Source text:

2. The GMO or food product obtained from it is substantially equivalent
to a conventional counterpart except for a few clearly defined differences.
3. The GMO or food product obtained from it is not substantially
equivalent to a conventional counterpart - either because the differences cannot be
defined or because there is no existing counterpart to compare it with.
Where a food can be shown to be substantially equivalent, it is
considered to be as safe as its counterpart and no further safety assessment is required.
Where there are clearly defined differences between the GM food and its conventional
counterpart, the safety implications of the differences need to be fully assessed. Where a
food is not substantially equivalent, it does not mean that the food is unsafe. However,
there would be a need for extensive data to be provided to demonstrate its safety.

Exercise 1: In the passage on GM food safety, what happens when a food is shown to be substantially equivalent to its conventional counterpart?
Exercise 2: Continue the passage on GM food safety and substantial equivalence from its last sentence.
You can skip the items that come next; none of the work uses them.

Provided records:
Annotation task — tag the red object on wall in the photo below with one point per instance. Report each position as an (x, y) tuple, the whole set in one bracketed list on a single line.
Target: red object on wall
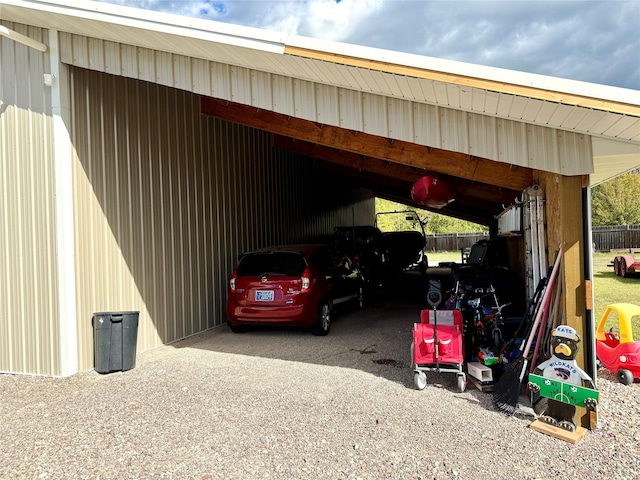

==

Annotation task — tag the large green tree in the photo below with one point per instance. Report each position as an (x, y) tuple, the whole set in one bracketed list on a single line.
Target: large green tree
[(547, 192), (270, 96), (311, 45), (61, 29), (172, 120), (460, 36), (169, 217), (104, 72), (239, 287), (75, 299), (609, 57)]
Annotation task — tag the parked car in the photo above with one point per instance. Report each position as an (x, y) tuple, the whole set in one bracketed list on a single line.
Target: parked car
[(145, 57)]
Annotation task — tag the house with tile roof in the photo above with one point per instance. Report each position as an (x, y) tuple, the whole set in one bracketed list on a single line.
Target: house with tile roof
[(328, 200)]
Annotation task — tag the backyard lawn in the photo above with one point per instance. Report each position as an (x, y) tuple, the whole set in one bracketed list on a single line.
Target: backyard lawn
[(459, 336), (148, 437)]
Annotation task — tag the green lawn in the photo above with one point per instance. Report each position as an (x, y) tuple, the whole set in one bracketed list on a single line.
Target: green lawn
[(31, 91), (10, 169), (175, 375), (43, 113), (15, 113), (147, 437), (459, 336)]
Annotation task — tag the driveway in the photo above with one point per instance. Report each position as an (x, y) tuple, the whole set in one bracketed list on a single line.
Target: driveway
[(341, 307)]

Answer space 1: It is considered as safe as its counterpart, and no further safety assessment is required.

Answer space 2:
Since the novel foods Regulation requires all Member States to consider
the safety information provided by an applicant, it is essential that safety assessment
procedures are common to all Member States. For this reason, the Commission asked its
Scientific Committee for Food to prepare guidelines covering the information needed to
support an application and the form in which it should be presented. In addition, the SCF
produced guidelines on the way in which Member States should prepare an initial assessment
report. These guidelines which were subsequently published by the Commission (Scientific
Committee for Food 1997) are based on a decision tree approach that is very similar to the
ACNFPs 1994 guidelines.
When an application contains all the relevant information, the UK will
assess the information provided. The food safety assessment will be carried out by the
ACNFP who may in turn seek advice from the Food Advisory Committee, the Department of
Healths Committee on Toxicity or the Committee on Medical Aspects of Food Policy.
Where an application is for a food or food ingredient that contains or
consists of a GMO, the application will also need to include the relevant information
required by article 11 of Directive 90/220/EEC and the environmental risk assessment based
on that information. For such applications, MAFF will seek the advice of the Department of
the Environment who will in turn seek the advice of the Advisory Committee on Releases to
the Environment within the same 90 day deadline.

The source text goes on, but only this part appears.